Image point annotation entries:

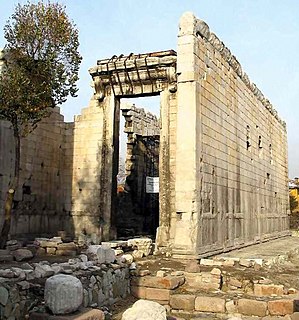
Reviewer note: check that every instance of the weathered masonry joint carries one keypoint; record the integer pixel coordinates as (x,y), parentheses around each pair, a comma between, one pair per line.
(222,152)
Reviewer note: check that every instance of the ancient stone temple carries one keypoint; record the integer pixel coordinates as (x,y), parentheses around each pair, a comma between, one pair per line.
(222,154)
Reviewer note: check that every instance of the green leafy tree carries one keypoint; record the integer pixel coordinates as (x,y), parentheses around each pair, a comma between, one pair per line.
(40,71)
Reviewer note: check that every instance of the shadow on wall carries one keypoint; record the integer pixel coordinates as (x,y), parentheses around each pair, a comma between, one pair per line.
(45,178)
(138,211)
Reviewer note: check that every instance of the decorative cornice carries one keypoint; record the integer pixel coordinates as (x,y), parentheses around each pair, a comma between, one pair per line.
(200,28)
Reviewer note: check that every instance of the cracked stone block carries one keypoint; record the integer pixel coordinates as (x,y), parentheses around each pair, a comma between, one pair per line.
(63,294)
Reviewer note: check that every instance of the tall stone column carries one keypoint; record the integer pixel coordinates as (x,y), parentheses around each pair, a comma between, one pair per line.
(188,140)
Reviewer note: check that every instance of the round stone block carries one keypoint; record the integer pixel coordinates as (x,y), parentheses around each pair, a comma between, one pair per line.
(63,294)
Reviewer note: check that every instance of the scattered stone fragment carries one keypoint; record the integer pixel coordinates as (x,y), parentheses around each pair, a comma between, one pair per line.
(22,254)
(43,271)
(161,273)
(63,294)
(128,258)
(145,310)
(24,285)
(245,263)
(142,246)
(3,296)
(7,273)
(192,266)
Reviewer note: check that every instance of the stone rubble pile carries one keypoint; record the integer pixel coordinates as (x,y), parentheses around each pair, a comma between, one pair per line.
(103,281)
(205,289)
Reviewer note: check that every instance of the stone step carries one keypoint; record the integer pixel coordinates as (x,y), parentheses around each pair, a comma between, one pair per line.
(92,314)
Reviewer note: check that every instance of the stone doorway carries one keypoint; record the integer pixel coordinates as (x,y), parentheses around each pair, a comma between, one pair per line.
(132,76)
(137,209)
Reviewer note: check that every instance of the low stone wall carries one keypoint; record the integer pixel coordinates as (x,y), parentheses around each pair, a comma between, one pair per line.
(22,288)
(203,290)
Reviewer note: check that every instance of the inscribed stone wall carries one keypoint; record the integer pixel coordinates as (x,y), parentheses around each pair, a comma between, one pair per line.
(39,199)
(87,171)
(239,182)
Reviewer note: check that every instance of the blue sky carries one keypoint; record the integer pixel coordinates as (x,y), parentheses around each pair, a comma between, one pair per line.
(263,34)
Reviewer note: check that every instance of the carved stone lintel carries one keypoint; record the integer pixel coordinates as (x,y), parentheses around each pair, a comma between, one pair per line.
(99,89)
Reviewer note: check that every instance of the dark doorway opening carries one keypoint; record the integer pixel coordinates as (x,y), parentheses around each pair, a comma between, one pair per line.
(137,210)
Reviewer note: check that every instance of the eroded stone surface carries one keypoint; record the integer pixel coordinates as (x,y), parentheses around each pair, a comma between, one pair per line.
(145,310)
(63,294)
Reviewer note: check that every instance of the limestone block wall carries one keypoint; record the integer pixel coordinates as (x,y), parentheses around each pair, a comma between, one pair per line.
(39,200)
(87,171)
(235,190)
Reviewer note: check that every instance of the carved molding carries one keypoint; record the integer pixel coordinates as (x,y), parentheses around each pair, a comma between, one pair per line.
(135,74)
(202,29)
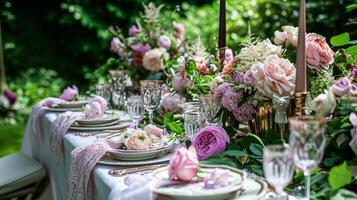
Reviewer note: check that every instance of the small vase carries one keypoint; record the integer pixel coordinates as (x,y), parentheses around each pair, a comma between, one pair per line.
(264,118)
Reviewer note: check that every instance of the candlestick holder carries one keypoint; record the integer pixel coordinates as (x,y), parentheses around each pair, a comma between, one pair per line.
(222,56)
(300,99)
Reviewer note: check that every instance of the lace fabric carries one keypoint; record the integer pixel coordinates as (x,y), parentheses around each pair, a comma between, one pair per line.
(83,159)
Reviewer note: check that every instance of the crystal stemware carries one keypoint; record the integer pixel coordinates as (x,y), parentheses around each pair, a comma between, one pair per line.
(209,108)
(136,109)
(278,167)
(151,93)
(308,141)
(192,123)
(103,90)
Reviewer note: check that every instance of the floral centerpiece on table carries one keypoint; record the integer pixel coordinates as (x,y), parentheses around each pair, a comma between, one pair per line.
(150,42)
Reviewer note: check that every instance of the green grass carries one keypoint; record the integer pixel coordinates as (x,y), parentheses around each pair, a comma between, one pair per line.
(11,138)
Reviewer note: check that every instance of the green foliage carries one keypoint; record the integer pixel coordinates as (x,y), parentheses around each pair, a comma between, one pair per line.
(339,176)
(340,40)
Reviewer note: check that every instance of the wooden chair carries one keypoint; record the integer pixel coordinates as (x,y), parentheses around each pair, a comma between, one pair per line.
(21,177)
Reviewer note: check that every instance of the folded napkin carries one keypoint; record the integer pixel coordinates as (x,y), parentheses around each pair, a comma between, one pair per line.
(37,113)
(83,159)
(139,187)
(59,128)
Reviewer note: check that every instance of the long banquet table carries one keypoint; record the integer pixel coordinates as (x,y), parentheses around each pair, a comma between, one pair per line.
(58,166)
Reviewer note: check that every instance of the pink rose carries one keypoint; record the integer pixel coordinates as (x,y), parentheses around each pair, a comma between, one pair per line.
(354,74)
(172,103)
(152,60)
(138,140)
(318,53)
(276,76)
(183,165)
(341,87)
(93,110)
(154,130)
(102,102)
(179,29)
(133,30)
(69,94)
(209,141)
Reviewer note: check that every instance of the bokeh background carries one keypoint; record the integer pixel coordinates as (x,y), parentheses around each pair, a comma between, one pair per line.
(51,44)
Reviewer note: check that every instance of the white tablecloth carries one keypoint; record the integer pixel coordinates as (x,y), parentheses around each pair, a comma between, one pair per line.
(58,167)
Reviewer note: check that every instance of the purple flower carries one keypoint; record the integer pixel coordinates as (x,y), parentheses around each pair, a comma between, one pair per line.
(353,119)
(179,83)
(249,78)
(238,77)
(228,56)
(354,74)
(341,87)
(133,30)
(69,94)
(245,112)
(209,141)
(141,49)
(172,103)
(164,42)
(10,96)
(216,179)
(179,29)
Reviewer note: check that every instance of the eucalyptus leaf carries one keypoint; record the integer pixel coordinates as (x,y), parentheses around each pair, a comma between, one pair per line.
(339,176)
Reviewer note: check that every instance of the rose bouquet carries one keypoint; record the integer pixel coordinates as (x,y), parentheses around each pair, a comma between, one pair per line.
(149,43)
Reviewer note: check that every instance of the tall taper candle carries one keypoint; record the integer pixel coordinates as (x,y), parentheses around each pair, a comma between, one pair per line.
(301,79)
(222,24)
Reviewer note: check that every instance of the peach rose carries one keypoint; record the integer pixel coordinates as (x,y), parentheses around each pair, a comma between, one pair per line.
(183,165)
(276,76)
(318,53)
(138,140)
(152,60)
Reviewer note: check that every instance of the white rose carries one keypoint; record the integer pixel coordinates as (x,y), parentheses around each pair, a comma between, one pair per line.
(292,34)
(280,37)
(323,104)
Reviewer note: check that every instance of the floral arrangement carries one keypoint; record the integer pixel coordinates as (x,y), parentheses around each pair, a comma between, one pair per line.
(150,42)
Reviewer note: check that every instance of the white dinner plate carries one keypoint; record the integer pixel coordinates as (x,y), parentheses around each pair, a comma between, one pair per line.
(196,190)
(112,161)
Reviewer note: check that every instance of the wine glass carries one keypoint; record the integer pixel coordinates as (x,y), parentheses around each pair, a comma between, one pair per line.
(151,93)
(103,90)
(278,167)
(209,109)
(308,141)
(192,123)
(136,109)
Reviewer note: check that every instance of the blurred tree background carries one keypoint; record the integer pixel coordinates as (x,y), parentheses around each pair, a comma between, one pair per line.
(50,44)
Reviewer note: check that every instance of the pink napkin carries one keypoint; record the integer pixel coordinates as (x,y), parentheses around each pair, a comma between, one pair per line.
(83,159)
(59,128)
(37,113)
(139,187)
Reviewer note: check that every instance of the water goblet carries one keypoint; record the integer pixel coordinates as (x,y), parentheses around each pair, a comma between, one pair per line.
(307,140)
(192,123)
(151,93)
(103,90)
(136,109)
(278,167)
(209,108)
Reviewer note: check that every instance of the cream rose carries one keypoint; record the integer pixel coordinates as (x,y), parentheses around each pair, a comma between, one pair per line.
(276,76)
(153,60)
(138,140)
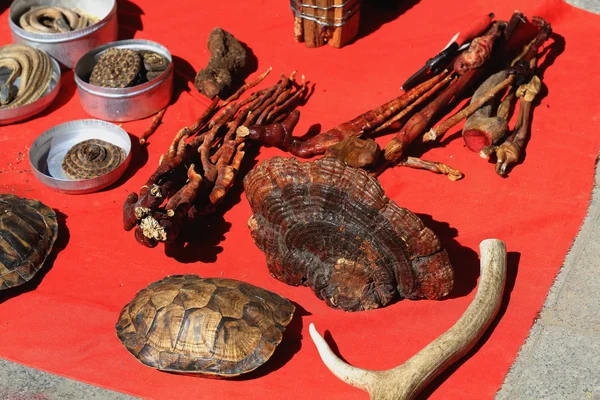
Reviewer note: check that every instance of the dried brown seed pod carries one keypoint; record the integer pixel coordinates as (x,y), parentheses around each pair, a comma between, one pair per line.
(329,226)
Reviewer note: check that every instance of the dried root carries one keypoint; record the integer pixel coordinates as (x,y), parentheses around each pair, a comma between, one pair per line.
(201,164)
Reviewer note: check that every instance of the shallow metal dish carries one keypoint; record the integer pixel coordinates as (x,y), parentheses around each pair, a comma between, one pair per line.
(67,48)
(129,103)
(12,115)
(49,149)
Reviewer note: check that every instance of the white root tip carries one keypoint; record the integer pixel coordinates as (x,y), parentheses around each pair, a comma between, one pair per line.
(430,136)
(356,377)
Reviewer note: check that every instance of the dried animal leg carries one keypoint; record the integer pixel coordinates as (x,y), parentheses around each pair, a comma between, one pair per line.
(355,152)
(432,166)
(508,152)
(367,122)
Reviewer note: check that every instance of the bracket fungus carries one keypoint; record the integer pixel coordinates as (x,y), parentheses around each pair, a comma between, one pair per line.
(330,226)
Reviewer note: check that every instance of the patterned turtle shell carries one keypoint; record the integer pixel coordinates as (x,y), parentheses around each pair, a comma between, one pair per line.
(28,230)
(215,327)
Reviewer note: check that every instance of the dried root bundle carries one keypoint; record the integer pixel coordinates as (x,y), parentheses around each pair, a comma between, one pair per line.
(200,166)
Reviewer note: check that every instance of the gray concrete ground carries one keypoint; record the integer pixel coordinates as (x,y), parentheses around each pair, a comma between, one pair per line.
(18,382)
(559,360)
(561,357)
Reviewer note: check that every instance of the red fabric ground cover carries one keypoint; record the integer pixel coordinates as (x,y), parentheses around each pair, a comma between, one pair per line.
(65,325)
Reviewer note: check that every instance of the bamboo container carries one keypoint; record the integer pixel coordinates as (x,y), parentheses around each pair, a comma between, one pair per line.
(319,22)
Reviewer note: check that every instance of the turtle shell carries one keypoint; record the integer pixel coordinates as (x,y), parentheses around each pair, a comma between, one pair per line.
(28,230)
(329,226)
(215,327)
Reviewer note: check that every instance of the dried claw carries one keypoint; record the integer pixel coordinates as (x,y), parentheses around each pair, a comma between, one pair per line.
(507,154)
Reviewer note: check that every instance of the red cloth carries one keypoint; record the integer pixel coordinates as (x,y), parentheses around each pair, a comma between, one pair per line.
(66,325)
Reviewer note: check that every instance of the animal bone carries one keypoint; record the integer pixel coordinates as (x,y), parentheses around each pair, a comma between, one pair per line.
(408,379)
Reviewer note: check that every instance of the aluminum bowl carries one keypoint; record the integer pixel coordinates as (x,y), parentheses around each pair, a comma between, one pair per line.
(49,149)
(12,115)
(126,104)
(67,48)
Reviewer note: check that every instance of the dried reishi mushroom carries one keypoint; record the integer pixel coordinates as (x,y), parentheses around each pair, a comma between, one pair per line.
(329,226)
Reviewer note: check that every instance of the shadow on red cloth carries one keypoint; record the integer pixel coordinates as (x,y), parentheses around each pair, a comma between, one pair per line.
(464,260)
(512,266)
(511,275)
(199,241)
(290,345)
(129,16)
(376,13)
(60,244)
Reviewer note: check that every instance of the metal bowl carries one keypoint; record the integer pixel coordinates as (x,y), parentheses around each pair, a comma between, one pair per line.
(49,150)
(67,48)
(129,103)
(11,115)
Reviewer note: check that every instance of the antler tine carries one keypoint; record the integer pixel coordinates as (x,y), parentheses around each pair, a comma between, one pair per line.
(408,379)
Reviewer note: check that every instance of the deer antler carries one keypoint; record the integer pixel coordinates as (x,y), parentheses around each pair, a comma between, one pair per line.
(408,379)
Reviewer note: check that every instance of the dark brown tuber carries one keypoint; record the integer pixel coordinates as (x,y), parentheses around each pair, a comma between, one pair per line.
(228,57)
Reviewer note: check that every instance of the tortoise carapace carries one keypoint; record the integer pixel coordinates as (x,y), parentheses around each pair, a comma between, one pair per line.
(214,327)
(28,230)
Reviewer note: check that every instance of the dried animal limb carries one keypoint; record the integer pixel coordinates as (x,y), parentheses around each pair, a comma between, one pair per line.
(408,379)
(432,166)
(200,166)
(359,126)
(152,128)
(476,144)
(395,150)
(479,50)
(355,152)
(508,152)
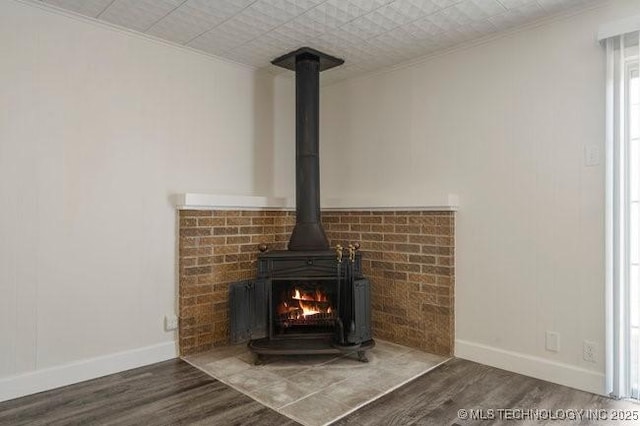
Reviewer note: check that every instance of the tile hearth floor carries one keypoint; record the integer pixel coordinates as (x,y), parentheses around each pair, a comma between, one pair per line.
(316,390)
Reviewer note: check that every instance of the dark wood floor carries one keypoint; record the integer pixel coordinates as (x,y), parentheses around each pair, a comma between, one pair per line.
(174,393)
(167,393)
(436,397)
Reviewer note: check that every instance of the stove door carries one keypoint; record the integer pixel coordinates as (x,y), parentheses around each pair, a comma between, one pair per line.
(248,313)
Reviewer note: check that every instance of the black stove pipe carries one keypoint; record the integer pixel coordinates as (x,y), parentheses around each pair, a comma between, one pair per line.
(308,234)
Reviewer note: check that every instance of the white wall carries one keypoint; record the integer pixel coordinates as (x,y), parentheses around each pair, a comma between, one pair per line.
(98,127)
(504,125)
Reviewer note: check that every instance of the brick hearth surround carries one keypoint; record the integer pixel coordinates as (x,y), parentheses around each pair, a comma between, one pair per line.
(407,255)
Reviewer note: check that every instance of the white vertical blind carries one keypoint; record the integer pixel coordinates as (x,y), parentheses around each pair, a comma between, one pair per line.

*Description of the task*.
Starting with the line containing "Reviewer note: check that every instance of the stove" and going on through the end of the entries, write those lines out again with "keypoint" changed to "marker" wherever it occurs and everything else left as it is.

*Exercise solution*.
Reviewer note: check that every instance of the stove door carries one marker; record the integer pixel coordinates as (x,y), parentheses around each pair, a comma between, one pair per line.
(248,313)
Reviewer note: check that every instance of the black stove pipe carries one marker; record the integer pixel coordinates as (x,y), parentheses around each pair, a comma between, one pair per line.
(308,234)
Reviewer note: check that every instance of the white wall carries one marker; record the integer pixel coordinates as (x,y), parentheses around each pair, a comma between, one pair per line.
(98,127)
(504,125)
Reviewer note: check that every instance of the brick hearth surround carries one marker; record the integer pixel coordinates as (x,y), parentheses around each pair, a comma between, one pair per line.
(407,255)
Reviewer note: check that every instance of the white vertical blind carries one marker; record the integer pixel coordinates as (x,y), parentheses around each pair, a comma between, one pair per line.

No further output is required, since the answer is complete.